(Beginning of Data excerpts)
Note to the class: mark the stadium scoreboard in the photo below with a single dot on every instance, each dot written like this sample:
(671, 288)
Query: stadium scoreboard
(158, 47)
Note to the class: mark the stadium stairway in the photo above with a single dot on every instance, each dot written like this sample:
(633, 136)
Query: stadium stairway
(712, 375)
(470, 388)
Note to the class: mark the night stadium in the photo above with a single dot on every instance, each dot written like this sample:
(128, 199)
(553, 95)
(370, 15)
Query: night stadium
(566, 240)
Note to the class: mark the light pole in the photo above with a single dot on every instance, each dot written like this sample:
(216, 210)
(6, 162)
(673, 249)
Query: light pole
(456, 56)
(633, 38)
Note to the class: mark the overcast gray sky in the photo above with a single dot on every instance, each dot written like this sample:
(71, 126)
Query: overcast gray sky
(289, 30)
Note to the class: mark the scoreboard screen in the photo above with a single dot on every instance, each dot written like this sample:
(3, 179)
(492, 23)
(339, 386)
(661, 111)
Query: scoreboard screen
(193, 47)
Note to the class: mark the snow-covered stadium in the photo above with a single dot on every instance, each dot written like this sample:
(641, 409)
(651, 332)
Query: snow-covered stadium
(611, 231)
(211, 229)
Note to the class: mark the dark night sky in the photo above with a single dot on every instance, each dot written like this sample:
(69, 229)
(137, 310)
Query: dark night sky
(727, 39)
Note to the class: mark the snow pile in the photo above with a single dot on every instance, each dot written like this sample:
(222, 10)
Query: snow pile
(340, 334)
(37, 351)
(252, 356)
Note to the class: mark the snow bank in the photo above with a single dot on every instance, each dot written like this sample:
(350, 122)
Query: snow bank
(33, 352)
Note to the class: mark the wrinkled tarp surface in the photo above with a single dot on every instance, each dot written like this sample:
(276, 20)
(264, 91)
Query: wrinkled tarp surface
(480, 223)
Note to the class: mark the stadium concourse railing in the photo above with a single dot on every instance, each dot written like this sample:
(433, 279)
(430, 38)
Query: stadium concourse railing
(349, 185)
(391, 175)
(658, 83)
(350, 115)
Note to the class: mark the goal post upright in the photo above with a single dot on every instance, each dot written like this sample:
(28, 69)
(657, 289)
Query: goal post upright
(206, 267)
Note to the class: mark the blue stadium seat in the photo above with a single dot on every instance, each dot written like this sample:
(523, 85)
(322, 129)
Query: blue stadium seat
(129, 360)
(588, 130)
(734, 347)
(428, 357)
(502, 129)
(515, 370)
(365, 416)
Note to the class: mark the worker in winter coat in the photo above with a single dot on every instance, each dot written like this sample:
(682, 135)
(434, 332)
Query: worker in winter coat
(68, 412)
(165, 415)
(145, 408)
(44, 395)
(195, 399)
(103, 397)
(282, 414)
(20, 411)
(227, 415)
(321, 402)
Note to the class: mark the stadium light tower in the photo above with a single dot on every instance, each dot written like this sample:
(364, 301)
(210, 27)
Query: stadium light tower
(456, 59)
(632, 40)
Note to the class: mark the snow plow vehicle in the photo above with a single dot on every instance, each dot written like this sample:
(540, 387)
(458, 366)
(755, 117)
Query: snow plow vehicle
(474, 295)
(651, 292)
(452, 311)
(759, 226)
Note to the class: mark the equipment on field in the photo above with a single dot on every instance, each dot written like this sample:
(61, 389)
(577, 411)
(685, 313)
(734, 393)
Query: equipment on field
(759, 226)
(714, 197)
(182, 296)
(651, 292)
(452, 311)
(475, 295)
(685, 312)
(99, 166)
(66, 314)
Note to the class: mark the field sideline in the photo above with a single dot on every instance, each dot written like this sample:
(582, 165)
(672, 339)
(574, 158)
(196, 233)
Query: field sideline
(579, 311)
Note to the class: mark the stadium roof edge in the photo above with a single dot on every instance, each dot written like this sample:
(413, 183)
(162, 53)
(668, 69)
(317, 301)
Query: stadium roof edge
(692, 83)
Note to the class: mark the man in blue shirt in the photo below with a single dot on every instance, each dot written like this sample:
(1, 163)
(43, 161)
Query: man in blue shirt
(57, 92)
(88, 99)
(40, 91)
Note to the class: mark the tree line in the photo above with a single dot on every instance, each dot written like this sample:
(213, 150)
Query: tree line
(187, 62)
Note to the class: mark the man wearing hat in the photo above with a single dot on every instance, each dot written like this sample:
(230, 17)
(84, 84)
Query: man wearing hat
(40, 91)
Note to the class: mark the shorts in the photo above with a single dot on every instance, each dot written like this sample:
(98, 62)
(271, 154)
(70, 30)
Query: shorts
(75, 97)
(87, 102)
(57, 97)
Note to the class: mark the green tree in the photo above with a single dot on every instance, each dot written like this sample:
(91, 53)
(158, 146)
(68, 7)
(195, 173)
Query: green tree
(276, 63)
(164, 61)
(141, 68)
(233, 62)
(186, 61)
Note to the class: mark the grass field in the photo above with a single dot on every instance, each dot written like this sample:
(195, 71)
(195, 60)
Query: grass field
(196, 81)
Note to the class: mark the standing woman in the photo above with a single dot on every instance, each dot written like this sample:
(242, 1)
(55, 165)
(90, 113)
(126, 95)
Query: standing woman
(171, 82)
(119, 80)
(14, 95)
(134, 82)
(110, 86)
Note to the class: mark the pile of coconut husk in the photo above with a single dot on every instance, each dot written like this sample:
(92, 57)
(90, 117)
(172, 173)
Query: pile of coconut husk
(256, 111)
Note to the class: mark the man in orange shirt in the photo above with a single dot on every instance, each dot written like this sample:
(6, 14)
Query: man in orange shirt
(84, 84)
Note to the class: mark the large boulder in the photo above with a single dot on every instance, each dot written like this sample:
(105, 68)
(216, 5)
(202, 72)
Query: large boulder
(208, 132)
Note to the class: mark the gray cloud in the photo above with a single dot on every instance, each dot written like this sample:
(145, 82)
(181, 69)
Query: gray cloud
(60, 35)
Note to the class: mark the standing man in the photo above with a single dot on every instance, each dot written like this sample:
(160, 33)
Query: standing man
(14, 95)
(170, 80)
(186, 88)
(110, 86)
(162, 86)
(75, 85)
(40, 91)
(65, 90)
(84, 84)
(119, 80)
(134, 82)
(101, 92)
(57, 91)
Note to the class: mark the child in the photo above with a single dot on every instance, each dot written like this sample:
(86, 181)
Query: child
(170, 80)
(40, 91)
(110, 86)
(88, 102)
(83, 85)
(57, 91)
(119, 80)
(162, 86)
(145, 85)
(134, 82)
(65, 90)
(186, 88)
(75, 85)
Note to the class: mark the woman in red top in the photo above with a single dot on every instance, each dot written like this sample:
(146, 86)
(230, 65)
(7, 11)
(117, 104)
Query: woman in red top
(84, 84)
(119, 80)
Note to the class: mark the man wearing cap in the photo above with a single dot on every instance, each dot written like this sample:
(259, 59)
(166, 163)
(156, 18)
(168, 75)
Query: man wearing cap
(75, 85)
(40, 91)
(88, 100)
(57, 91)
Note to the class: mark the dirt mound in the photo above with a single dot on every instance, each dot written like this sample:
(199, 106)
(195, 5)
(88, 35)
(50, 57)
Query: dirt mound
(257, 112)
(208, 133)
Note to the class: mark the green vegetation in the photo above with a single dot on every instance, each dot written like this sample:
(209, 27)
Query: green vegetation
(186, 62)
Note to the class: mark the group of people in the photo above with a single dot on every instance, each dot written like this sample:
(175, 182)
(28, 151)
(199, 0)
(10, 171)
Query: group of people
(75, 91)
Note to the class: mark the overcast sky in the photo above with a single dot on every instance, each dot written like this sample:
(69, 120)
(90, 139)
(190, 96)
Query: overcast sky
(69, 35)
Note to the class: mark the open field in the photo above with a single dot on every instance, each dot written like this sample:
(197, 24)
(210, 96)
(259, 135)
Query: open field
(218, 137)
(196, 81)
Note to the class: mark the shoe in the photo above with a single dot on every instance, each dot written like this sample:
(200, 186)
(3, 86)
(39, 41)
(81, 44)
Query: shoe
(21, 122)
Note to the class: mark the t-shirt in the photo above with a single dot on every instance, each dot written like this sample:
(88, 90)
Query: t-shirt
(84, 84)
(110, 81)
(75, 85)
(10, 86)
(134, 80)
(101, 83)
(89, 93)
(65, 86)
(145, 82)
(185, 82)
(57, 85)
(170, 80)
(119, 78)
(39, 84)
(End of Data excerpts)
== Problem requirements ==
For the records above, state how many lines contain the word "below". Give only the number.

== Solution for this problem ==
2